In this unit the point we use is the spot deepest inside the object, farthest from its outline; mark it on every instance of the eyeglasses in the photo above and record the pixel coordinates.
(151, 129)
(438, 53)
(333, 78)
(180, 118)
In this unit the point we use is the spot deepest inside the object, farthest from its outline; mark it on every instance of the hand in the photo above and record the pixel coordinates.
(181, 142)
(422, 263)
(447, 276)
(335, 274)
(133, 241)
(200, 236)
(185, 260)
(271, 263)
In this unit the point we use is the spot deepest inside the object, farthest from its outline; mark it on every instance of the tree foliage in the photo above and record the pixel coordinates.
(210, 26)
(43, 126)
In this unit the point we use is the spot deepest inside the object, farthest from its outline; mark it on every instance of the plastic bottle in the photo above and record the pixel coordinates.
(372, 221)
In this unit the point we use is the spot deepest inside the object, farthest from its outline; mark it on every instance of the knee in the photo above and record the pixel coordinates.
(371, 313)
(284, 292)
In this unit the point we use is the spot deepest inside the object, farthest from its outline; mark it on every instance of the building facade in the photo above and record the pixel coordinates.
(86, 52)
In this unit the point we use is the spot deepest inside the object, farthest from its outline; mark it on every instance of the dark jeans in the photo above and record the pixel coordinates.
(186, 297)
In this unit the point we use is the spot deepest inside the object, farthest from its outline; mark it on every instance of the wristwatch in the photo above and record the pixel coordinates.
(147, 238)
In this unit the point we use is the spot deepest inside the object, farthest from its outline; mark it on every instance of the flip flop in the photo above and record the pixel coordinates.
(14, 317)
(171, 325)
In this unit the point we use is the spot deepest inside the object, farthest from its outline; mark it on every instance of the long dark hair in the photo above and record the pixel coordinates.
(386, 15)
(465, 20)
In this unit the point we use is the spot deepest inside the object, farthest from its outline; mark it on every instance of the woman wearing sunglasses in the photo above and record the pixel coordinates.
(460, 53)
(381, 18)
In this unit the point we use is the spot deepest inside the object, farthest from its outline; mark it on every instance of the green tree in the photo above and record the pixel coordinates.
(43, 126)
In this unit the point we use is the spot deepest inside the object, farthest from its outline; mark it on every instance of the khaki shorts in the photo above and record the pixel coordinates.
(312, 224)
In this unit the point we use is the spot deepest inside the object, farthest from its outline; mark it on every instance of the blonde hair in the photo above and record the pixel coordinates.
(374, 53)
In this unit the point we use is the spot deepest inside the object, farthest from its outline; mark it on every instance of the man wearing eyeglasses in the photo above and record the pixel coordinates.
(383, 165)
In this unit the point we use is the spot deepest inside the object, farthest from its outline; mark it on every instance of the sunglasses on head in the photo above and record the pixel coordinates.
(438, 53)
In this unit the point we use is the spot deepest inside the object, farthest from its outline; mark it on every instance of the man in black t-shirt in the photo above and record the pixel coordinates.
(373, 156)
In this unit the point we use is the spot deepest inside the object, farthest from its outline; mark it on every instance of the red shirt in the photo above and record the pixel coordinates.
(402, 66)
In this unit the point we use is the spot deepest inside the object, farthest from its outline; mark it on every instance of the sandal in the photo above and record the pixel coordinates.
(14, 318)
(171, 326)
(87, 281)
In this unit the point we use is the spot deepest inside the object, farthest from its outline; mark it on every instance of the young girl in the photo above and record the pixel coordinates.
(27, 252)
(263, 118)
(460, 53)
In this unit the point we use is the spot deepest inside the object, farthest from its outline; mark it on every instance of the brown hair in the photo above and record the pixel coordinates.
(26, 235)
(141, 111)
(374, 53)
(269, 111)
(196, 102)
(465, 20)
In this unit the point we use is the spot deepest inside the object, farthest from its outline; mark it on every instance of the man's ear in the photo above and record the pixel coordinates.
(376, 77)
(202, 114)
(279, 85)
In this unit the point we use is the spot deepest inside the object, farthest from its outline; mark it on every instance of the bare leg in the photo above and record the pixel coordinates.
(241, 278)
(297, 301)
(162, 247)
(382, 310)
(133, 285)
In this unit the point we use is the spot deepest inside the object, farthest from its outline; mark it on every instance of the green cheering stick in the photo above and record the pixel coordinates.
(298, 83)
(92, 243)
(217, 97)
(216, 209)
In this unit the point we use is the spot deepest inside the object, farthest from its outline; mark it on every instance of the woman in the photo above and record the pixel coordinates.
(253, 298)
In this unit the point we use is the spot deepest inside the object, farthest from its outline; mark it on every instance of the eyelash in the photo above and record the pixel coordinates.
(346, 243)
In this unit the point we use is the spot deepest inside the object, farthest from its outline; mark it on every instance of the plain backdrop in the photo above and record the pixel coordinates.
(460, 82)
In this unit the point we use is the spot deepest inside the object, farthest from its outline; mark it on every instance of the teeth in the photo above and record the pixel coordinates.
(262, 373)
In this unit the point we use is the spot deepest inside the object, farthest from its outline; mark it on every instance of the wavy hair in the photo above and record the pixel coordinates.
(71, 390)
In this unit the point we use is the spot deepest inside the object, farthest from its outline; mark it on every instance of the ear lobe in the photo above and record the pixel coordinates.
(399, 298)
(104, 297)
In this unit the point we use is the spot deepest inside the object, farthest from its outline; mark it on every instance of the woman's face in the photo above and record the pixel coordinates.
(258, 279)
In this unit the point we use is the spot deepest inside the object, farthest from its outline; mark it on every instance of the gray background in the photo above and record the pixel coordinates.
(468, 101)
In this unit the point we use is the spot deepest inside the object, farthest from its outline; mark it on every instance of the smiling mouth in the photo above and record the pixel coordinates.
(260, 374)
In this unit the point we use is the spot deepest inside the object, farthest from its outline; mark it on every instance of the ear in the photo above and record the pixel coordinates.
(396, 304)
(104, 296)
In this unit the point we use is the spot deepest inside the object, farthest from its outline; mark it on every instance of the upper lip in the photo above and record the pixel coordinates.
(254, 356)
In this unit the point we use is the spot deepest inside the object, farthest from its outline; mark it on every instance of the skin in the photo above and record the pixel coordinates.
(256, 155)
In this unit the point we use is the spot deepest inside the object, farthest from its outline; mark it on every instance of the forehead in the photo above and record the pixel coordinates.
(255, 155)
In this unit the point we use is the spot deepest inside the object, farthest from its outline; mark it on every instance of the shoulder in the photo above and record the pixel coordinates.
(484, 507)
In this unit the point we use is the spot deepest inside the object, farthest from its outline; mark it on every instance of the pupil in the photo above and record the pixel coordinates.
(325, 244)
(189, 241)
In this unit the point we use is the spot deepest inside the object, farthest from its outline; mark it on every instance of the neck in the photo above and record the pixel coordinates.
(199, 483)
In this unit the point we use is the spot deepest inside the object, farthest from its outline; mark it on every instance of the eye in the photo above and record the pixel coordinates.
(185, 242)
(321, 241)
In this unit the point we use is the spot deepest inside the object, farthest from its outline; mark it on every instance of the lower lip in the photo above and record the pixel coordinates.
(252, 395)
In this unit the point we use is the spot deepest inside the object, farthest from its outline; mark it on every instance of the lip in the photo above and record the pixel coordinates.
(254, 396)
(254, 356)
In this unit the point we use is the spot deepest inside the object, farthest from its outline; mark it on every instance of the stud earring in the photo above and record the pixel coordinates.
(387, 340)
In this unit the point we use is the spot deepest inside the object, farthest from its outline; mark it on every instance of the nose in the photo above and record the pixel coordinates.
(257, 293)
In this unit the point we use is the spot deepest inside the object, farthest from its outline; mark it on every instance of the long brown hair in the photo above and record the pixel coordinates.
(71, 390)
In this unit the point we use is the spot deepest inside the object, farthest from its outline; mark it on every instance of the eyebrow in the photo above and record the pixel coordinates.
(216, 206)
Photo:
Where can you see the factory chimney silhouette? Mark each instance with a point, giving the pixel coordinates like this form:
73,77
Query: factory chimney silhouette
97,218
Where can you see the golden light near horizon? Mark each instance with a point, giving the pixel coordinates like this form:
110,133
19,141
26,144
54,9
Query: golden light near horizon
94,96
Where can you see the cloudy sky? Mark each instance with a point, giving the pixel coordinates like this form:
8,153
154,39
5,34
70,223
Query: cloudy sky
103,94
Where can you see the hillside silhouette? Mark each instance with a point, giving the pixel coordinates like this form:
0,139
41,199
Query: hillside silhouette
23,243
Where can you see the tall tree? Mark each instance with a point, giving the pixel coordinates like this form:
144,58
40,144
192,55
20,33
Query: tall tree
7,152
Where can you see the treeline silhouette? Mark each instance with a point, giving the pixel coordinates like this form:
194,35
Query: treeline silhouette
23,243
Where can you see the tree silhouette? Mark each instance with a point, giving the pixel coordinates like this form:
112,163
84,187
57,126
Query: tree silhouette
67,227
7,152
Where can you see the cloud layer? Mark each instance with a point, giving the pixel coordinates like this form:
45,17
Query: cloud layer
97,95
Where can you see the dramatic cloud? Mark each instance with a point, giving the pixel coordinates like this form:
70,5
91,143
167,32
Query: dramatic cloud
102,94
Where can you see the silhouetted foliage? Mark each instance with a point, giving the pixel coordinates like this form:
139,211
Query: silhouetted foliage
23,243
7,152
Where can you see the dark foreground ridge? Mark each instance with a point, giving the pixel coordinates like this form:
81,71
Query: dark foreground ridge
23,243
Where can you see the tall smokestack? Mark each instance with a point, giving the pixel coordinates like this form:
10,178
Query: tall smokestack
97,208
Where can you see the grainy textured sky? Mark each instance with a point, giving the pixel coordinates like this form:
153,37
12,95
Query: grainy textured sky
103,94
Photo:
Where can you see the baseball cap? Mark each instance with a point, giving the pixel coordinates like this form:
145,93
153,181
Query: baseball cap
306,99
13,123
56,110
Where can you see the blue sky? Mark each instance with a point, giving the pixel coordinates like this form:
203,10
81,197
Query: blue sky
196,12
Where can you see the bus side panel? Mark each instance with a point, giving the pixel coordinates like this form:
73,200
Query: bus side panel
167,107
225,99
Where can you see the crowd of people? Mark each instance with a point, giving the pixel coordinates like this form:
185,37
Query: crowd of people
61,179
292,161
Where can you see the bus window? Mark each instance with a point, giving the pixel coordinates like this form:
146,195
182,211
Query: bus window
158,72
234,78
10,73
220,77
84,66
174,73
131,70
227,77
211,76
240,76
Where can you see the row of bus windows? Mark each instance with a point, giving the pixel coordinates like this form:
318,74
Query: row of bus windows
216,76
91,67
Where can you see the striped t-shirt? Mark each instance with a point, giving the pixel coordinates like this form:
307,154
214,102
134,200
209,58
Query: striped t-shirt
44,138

*-*-*

● The task
Reproduce the listing above exactly from the line containing "Where can you see the crowd" through its last line, with both of those lines included.

● Completed task
Where can you see the crowd of people? Mark each instance with a point, giving the pixel coordinates like this form:
185,37
Query: crowd of people
61,179
292,161
Where can you see the bus window? Mark each instance with a point, giving the pixel coordinates like this form:
146,195
182,211
Query: bus window
158,72
234,78
10,73
220,77
84,66
174,73
131,70
227,77
211,76
240,76
Where can you see the row of bus windows? Mark each instance with a point, giving the pixel coordinates like this form:
318,74
Query: row of bus windows
216,76
91,67
Where can you see the striped t-shirt? Mark each instance with a point, giving the pixel coordinates like this form:
307,154
214,102
134,200
209,58
Query: striped t-shirt
44,138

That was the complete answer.